_What is expected_
Please return each record exactly as it stands.

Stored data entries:
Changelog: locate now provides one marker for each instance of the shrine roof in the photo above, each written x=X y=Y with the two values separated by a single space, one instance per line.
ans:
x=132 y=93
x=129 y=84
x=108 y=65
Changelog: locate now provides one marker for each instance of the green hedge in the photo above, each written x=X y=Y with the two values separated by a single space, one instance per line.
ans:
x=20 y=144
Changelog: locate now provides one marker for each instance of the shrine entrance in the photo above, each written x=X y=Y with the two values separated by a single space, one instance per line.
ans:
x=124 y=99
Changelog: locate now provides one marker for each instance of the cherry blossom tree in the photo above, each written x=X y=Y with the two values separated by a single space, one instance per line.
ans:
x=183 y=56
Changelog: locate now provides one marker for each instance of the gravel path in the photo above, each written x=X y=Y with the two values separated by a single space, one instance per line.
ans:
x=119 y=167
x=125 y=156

_Written solution_
Changelog: locate now provides one marker for each instance of the shrine roof in the photo above, each written x=X y=Y with the two values separated by a single space, one instance per line.
ans:
x=132 y=93
x=129 y=84
x=108 y=65
Changelog: locate now provides one marker for each instance of the green hedge in the photo above, each written x=X y=Y with the two values separated by a single space, one instance per line.
ans:
x=20 y=144
Changelog: locate now provides one marker for each instance of the shrine entrance in the photo above, each written x=X y=Y with the two values separated by a single space, one instance per line.
ans:
x=124 y=99
Changelog: locate now provides one marker for each instance of the cherry blossom tree in the photo above, each written x=X y=Y with the two values separated by a single space, one instance per line.
ans:
x=183 y=56
Changelog: locate now provides one marker for each instance of the gravel path in the photo above, each written x=X y=Y with the two values separated by a single space, one instance per line.
ans:
x=119 y=167
x=125 y=156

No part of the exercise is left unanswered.